Text passage:
§

During the 1940s, Hathaway began making films in the semidocumentary genre, often using the film noir style. These included The House on 92nd Street (1945), for which he was nominated for a Best Director award by the New York Film Critics Circle, The Dark Corner (1946), 13 Rue Madeleine (1947), Kiss of Death (1947) and Call Northside 777 (1948), in which Hathaway presented one of the first on-screen uses of a Fax machine.
Hathaway returned to adventure films with Down to the Sea in Ships (1949). He was reunited with Power for The Black Rose (1950). Hathaway had some time off for a cancer operation then returned to make (1951) was a biopic of General Rommel. It was followed by Fourteen Hours (1951), a noir about a man going to commit suicide, You're in the Navy Now (1951), a military comedy with Cooper, and two with Power: Rawhide (1951), a Western, and Diplomatic Courier (1952).
Hathaway directed the film noir Niagara (1953) which was Marilyn Monroe's breakthrough role and White Witch Doctor (1953) with Susan Hayward and Robert Mitchum. He was reunited with Cooper on Garden of Evil (1954), a Western, then did the swashbuckler Prince Valiant (1954).
After The Racers (1955), with Zanuck's mistress Bella Darvi, Hathaway left Fox.[22]
He made two thrillers with Van Johnson: The Bottom of the Bottle (1956) and 23 Paces to Baker Street (1956).
John Wayne hired him to make Legend of the Lost (1957) for Wayne's company. Back at Fox he made the Western, From Hell to Texas (1958). During the movie, Dennis Hopper attempted to assert himself artistically on the set. Perhaps influenced by his recent experience with fellow actor James Dean's rebellious attitude on the sets of Rebel Without a Cause (1955) and Giant (1956), Hopper forced Hathaway to shoot more than 80 takes of a scene before he acquiesced to Hathaway's demands. After the shoot, Hathaway reportedly told the young actor that his career in Hollywood was over. Hopper later admitted he was wrong to have disrespected Hathaway as a youth and called him "the finest director I have ever worked with," working again with Hathaway on The Sons of Katie Elder (1965) and True Grit (1969).

§

What needs to be done: Repeat the part of the passage on Hathaway's films that begins at "John Wayne hired" and stops after "True Grit (1969).". The data here plays no part in this work.

Saved entries
§

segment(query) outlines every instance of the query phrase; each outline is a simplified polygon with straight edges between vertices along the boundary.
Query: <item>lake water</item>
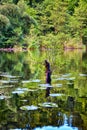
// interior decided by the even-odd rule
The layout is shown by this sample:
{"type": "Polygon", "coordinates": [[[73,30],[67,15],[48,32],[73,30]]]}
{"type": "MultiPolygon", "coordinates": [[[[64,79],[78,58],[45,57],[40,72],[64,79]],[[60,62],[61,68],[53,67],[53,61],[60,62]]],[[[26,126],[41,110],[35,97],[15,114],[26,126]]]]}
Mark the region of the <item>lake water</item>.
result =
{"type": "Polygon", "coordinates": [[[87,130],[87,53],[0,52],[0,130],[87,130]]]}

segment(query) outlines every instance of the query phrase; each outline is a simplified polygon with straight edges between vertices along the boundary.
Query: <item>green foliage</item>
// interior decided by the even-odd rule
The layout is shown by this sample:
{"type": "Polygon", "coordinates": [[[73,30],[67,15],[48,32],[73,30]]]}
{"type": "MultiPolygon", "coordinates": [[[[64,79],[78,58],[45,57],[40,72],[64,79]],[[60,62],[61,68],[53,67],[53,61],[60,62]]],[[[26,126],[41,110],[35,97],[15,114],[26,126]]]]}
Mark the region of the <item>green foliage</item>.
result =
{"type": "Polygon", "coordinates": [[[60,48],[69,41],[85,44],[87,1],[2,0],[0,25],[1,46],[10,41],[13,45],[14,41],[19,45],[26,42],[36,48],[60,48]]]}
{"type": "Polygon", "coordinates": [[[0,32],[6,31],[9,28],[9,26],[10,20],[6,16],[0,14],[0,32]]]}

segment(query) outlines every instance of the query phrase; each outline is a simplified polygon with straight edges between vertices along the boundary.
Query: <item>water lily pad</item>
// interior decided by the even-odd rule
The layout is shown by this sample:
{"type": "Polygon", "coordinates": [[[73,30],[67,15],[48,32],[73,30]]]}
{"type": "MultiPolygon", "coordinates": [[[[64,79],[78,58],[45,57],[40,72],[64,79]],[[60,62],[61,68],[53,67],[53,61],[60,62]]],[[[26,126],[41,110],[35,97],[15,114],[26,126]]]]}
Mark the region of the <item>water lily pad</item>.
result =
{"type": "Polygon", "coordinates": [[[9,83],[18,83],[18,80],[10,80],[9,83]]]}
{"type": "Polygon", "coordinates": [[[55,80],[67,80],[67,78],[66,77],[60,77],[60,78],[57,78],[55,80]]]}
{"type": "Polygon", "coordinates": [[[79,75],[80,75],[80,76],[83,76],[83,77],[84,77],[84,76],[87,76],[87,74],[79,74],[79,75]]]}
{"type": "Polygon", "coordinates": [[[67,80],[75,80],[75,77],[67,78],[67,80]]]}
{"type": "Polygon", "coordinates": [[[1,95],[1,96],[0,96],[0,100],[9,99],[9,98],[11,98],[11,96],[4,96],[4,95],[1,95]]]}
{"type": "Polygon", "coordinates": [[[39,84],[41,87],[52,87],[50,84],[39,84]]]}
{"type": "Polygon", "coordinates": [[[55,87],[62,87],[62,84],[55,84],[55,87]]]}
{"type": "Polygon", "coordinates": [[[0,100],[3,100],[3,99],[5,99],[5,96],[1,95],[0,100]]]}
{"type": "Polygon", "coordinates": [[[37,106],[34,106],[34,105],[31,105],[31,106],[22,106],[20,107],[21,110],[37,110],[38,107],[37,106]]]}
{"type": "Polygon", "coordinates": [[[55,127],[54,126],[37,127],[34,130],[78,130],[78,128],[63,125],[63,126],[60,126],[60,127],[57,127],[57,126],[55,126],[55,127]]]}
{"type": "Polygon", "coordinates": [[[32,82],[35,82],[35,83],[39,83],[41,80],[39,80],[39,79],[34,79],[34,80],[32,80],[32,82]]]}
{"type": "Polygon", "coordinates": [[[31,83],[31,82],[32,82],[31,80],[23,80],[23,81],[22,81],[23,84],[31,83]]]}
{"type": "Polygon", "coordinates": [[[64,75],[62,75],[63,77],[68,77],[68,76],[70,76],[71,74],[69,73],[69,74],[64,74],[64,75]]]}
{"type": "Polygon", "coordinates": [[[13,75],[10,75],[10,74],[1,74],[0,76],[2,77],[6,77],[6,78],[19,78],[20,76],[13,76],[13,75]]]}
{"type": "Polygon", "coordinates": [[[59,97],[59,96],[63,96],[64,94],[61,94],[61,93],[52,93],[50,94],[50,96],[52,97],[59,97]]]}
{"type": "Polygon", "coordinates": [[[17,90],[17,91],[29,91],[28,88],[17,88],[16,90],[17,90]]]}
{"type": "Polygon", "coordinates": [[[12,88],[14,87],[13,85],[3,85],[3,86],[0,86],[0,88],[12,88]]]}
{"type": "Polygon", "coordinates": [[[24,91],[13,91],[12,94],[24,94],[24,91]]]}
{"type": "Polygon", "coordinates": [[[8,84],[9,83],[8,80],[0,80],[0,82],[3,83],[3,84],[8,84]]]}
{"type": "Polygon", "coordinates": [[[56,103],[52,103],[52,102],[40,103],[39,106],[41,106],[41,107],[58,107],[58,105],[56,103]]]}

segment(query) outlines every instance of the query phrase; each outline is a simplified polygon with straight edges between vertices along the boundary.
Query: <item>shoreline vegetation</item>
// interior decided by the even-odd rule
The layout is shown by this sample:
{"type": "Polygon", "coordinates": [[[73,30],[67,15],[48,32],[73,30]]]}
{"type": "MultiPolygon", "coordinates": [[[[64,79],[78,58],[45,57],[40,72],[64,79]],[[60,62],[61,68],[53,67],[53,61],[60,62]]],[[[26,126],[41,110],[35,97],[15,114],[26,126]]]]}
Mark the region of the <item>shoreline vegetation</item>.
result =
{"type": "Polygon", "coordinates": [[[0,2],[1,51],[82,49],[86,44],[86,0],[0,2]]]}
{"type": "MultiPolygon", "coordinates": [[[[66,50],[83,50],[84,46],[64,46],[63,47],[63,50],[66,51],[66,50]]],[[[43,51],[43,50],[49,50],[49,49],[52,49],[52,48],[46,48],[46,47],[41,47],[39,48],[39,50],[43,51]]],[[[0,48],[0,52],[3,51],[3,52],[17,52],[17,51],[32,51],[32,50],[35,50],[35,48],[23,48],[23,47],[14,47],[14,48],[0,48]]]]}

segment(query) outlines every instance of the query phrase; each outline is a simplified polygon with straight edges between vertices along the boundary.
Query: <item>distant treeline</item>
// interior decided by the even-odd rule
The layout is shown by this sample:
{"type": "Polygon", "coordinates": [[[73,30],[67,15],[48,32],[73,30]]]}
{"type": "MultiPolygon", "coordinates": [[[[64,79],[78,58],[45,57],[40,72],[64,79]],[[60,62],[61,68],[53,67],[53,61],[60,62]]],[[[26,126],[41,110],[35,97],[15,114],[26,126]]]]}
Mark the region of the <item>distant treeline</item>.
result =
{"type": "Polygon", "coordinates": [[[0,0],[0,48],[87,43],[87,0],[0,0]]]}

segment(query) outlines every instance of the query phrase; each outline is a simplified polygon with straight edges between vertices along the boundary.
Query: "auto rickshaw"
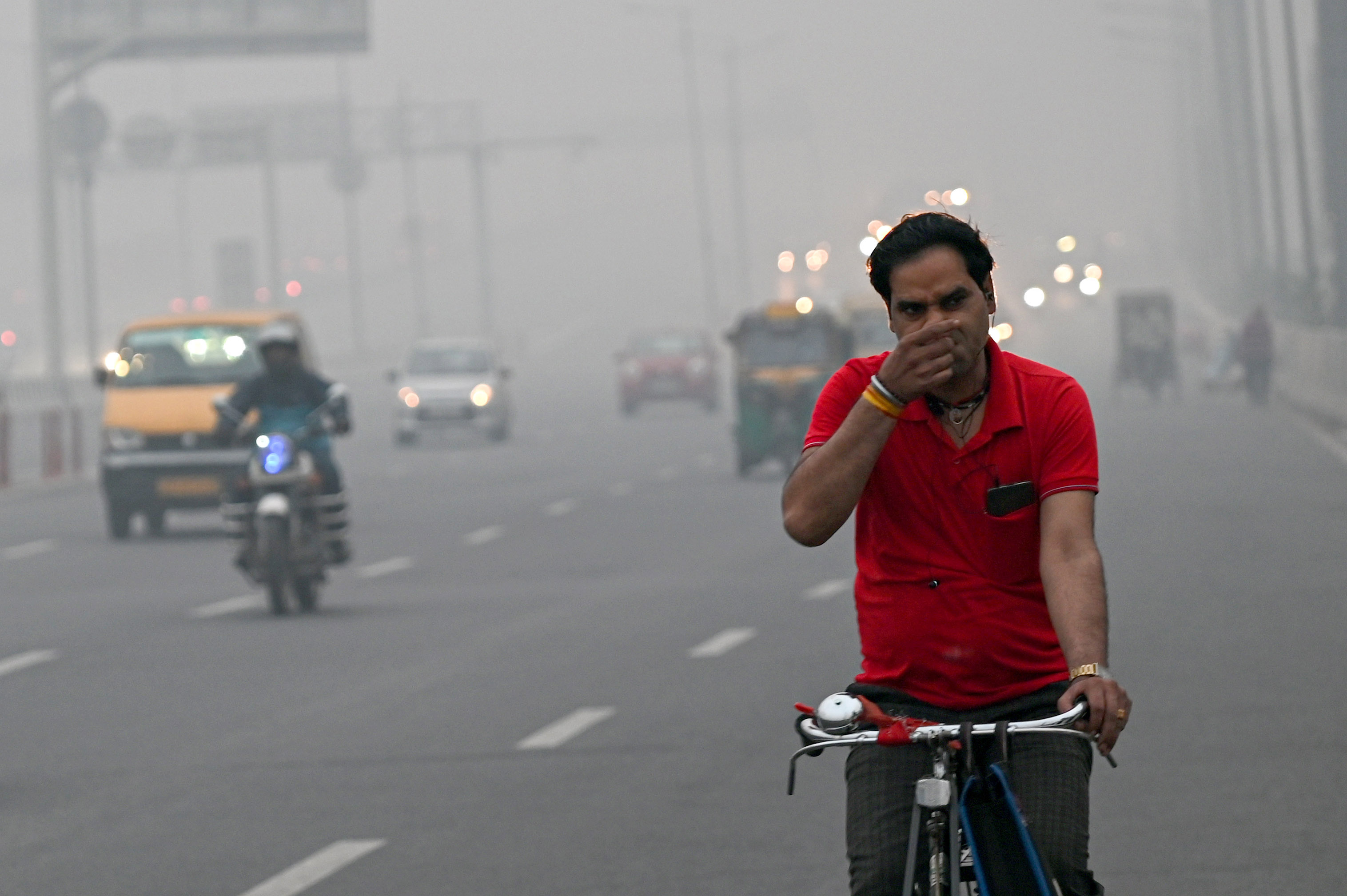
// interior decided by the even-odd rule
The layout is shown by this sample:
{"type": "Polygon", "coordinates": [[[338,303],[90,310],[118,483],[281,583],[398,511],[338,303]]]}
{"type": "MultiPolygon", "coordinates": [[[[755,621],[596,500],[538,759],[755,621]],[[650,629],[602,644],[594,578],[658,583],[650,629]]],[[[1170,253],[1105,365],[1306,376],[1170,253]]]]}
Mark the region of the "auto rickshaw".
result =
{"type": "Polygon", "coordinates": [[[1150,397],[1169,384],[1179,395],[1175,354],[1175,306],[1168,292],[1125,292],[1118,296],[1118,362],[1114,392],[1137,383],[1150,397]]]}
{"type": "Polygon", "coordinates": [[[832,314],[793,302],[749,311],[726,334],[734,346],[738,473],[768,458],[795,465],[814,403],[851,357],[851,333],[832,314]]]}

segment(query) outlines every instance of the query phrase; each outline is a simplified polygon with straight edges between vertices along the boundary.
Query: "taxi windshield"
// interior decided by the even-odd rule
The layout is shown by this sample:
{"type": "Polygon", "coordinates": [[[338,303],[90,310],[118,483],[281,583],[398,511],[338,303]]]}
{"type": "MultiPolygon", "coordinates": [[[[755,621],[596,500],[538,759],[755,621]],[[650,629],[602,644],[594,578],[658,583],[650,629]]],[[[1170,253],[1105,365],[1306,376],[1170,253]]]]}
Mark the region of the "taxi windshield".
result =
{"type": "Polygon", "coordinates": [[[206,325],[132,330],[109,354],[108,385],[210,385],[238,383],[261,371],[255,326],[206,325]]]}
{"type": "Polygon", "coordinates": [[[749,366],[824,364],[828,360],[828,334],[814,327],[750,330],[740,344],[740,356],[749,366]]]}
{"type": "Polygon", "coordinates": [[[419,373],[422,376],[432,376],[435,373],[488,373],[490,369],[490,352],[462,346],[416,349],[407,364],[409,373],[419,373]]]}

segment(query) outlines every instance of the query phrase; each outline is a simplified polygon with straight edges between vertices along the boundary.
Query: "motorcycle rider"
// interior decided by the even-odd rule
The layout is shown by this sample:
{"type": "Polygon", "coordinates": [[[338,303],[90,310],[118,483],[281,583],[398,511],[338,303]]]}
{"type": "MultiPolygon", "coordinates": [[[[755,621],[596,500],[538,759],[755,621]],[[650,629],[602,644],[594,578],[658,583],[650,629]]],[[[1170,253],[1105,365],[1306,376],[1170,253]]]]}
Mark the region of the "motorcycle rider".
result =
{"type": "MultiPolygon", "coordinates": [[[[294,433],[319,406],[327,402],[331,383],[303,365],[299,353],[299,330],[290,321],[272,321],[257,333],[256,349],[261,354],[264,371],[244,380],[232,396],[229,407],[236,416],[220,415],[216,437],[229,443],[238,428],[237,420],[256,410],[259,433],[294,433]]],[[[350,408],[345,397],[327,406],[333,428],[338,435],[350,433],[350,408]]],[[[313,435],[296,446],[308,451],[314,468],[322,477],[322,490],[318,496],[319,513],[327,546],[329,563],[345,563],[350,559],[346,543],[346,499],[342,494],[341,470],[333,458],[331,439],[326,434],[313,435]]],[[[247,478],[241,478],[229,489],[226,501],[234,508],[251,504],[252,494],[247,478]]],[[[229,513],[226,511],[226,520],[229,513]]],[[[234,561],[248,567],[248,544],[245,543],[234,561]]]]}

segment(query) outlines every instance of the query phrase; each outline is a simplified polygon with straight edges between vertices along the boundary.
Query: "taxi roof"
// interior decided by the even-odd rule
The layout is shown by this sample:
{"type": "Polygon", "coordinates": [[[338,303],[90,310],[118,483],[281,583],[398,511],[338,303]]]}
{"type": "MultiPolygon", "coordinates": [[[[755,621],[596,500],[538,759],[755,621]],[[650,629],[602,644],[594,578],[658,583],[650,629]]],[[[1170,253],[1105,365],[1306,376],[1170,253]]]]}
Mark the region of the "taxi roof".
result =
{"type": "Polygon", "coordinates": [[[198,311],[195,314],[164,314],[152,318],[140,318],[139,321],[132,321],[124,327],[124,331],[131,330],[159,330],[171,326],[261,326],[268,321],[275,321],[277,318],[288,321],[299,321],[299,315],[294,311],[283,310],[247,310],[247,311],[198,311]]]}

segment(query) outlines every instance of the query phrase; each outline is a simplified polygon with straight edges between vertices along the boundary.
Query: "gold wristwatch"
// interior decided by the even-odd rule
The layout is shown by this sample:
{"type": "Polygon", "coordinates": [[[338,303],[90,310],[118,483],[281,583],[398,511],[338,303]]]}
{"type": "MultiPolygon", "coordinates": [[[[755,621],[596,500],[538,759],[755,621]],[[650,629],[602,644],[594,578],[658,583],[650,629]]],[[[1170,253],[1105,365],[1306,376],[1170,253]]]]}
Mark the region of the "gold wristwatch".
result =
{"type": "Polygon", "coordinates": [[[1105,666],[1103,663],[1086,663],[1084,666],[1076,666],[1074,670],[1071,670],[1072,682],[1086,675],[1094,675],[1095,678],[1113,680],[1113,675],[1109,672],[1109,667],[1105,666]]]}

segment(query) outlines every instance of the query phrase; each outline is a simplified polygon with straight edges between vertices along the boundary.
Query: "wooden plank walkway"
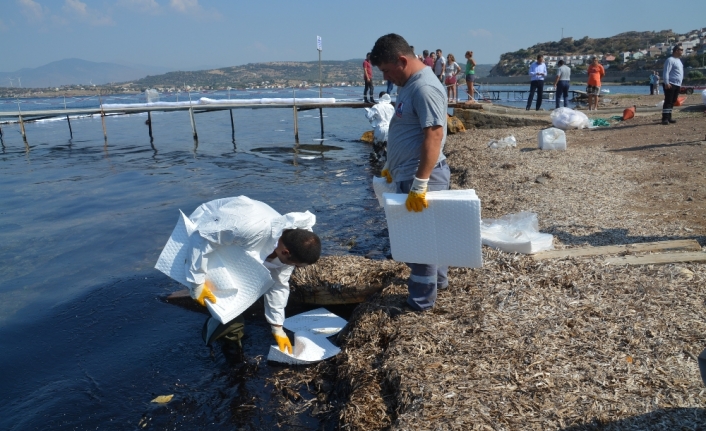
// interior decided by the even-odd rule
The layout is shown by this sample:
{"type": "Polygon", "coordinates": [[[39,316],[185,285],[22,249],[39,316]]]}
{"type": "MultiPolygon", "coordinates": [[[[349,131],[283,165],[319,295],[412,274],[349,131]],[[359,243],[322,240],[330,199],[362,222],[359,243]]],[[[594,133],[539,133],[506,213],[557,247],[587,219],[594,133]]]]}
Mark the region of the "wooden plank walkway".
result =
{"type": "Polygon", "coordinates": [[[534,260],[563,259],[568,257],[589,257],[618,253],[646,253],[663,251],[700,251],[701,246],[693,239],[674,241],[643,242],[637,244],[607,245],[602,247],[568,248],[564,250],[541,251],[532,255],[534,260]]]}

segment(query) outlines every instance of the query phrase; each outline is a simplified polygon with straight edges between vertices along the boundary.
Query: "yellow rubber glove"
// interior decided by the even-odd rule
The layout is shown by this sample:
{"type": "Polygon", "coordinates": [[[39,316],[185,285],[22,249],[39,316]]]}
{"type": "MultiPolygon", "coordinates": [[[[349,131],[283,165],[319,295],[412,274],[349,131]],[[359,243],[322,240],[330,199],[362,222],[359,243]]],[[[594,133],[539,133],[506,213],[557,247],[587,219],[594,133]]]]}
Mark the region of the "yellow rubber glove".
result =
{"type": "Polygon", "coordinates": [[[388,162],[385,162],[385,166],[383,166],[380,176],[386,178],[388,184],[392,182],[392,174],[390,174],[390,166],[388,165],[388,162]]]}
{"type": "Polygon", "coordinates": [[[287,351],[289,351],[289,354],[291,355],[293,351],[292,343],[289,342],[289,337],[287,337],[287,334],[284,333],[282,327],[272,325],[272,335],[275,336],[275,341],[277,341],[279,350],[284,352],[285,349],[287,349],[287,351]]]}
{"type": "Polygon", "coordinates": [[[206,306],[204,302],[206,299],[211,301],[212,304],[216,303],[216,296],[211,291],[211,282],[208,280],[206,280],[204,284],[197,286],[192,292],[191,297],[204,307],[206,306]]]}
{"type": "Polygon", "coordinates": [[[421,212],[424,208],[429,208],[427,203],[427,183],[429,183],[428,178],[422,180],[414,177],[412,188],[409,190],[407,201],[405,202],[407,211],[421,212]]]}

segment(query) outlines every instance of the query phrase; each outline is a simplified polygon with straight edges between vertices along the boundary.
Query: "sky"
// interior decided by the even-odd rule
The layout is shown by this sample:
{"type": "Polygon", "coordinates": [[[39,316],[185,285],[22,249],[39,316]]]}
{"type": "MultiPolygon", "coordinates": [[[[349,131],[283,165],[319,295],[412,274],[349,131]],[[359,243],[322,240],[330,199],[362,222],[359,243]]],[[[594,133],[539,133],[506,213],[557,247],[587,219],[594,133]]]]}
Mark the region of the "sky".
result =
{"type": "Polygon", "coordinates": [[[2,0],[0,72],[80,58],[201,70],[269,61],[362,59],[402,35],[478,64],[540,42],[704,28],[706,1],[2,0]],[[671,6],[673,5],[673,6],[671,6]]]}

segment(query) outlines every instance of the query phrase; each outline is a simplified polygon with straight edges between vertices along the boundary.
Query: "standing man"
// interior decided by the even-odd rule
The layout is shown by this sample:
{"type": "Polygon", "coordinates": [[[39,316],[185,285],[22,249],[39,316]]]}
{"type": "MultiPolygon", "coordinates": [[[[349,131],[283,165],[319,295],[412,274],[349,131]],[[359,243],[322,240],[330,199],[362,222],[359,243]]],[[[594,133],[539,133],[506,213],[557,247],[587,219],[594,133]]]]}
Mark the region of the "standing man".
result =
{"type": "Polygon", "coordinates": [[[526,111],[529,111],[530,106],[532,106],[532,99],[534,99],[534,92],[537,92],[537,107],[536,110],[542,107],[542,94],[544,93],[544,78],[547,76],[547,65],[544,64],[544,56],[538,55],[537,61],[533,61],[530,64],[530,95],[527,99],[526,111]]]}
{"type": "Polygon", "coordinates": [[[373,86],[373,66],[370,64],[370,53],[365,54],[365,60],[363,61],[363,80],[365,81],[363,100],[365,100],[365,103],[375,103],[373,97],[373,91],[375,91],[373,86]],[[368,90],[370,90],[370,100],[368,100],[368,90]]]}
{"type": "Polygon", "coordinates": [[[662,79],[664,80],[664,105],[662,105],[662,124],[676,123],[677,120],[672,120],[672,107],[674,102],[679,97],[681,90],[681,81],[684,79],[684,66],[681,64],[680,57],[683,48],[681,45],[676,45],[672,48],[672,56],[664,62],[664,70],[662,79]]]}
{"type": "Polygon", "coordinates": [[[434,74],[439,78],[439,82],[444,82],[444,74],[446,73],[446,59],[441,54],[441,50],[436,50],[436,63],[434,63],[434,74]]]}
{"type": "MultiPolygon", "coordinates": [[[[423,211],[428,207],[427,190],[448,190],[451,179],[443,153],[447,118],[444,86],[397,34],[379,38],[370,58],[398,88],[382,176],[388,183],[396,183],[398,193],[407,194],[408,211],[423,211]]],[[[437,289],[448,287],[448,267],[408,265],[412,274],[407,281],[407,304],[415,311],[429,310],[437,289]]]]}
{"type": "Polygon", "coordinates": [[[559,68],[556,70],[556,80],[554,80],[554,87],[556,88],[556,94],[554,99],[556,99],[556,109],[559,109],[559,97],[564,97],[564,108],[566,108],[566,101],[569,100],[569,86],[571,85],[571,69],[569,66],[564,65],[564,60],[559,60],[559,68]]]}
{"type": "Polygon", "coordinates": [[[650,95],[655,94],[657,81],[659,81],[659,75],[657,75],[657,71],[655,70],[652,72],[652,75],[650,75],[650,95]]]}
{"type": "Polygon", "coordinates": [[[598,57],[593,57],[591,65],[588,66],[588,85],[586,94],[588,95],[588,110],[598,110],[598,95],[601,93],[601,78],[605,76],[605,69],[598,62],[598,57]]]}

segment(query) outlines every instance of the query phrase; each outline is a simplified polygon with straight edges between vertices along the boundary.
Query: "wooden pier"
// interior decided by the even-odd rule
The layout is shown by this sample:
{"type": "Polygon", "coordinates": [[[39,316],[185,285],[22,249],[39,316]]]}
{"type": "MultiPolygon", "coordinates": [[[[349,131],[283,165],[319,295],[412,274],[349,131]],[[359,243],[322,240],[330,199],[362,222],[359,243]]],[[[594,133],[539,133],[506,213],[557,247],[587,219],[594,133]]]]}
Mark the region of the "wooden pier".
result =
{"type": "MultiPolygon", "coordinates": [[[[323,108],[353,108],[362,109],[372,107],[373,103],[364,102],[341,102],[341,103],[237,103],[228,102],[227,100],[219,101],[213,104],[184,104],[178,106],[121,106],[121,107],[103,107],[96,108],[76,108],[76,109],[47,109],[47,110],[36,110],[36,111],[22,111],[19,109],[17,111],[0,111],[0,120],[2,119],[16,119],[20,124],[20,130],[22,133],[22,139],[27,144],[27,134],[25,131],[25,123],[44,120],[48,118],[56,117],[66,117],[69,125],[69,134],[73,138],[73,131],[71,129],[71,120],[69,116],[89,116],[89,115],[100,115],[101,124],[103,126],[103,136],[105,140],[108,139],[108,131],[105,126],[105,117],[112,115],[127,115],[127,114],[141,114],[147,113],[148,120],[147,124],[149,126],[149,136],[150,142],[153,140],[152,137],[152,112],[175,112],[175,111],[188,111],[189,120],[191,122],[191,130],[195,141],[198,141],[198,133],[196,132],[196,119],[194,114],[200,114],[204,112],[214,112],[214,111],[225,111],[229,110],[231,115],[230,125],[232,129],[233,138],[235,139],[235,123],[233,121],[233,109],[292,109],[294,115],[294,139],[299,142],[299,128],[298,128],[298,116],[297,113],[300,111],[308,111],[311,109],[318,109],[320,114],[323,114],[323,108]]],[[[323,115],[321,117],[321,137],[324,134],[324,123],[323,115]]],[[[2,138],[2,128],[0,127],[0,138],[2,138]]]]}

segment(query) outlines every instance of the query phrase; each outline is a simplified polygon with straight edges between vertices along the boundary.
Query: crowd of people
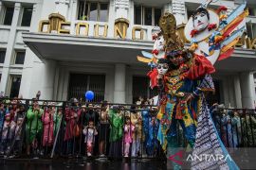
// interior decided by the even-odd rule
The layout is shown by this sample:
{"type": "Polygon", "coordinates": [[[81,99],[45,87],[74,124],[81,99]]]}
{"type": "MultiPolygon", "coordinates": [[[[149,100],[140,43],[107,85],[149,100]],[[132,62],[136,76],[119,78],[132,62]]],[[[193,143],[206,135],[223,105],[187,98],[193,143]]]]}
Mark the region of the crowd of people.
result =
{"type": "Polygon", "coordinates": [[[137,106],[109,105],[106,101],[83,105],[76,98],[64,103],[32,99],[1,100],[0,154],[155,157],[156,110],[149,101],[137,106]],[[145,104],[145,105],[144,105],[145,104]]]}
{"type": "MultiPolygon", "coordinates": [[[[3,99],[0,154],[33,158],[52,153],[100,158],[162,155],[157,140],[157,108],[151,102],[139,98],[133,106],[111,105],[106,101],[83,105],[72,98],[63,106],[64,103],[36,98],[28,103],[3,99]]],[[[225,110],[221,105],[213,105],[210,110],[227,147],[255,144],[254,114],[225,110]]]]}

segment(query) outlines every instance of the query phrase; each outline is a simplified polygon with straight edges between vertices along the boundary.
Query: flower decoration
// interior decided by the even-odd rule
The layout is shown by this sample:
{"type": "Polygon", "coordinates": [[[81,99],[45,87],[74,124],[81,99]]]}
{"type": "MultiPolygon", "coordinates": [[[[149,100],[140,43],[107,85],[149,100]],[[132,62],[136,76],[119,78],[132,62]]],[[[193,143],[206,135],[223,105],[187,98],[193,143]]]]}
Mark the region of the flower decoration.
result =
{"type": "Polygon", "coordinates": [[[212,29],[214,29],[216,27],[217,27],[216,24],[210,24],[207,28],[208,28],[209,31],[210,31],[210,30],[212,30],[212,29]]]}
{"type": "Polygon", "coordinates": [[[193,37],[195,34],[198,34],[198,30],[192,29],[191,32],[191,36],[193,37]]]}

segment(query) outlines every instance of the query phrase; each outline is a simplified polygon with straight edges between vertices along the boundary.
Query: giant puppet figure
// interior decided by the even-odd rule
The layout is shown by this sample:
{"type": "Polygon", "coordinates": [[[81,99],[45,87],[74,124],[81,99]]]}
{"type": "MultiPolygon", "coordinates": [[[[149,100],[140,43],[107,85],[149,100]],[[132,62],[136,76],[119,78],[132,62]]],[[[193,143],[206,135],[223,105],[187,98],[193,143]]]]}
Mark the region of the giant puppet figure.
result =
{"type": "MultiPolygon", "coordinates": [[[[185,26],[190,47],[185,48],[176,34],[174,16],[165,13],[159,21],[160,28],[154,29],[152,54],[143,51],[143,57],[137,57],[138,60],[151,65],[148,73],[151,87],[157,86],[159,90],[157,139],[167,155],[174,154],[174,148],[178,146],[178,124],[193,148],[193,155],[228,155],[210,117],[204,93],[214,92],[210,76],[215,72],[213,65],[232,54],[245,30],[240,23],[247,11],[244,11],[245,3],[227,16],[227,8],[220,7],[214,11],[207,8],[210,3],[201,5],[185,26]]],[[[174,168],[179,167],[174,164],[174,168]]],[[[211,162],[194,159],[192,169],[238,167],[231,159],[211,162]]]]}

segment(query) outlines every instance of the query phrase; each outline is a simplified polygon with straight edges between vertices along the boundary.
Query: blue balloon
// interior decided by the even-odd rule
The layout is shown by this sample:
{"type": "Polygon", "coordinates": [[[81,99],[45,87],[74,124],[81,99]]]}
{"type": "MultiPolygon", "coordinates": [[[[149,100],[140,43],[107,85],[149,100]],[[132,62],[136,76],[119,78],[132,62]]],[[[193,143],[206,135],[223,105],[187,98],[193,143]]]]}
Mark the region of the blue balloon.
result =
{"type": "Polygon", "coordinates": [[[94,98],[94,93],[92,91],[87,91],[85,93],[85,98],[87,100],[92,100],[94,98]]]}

§

Written response:
John Wayne hired him to make Legend of the Lost (1957) for Wayne's company. Back at Fox he made the Western, From Hell to Texas (1958). During the movie, Dennis Hopper attempted to assert himself artistically on the set. Perhaps influenced by his recent experience with fellow actor James Dean's rebellious attitude on the sets of Rebel Without a Cause (1955) and Giant (1956), Hopper forced Hathaway to shoot more than 80 takes of a scene before he acquiesced to Hathaway's demands. After the shoot, Hathaway reportedly told the young actor that his career in Hollywood was over. Hopper later admitted he was wrong to have disrespected Hathaway as a youth and called him "the finest director I have ever worked with," working again with Hathaway on The Sons of Katie Elder (1965) and True Grit (1969).